Records:
# # #

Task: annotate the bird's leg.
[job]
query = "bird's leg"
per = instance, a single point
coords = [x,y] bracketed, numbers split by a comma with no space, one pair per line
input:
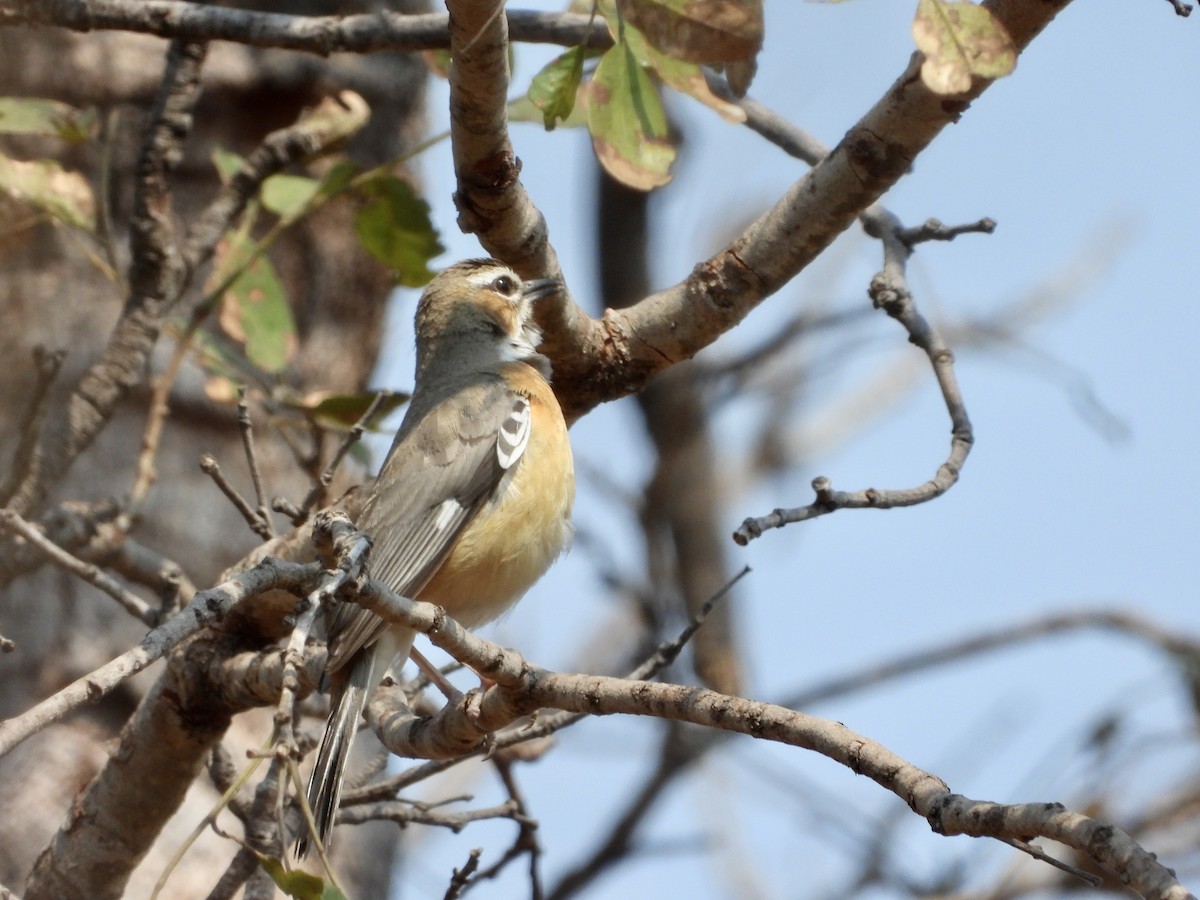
[437,679]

# # #

Instructions to follow:
Reproduce the material above verbatim, line for line, and leave out the picture.

Problem solution:
Task: annotate the bird's leg.
[job]
query = "bird's leg"
per = instance, a single point
coords = [x,y] bracketed, numbers split by a comma with no space, one pair per line
input:
[437,679]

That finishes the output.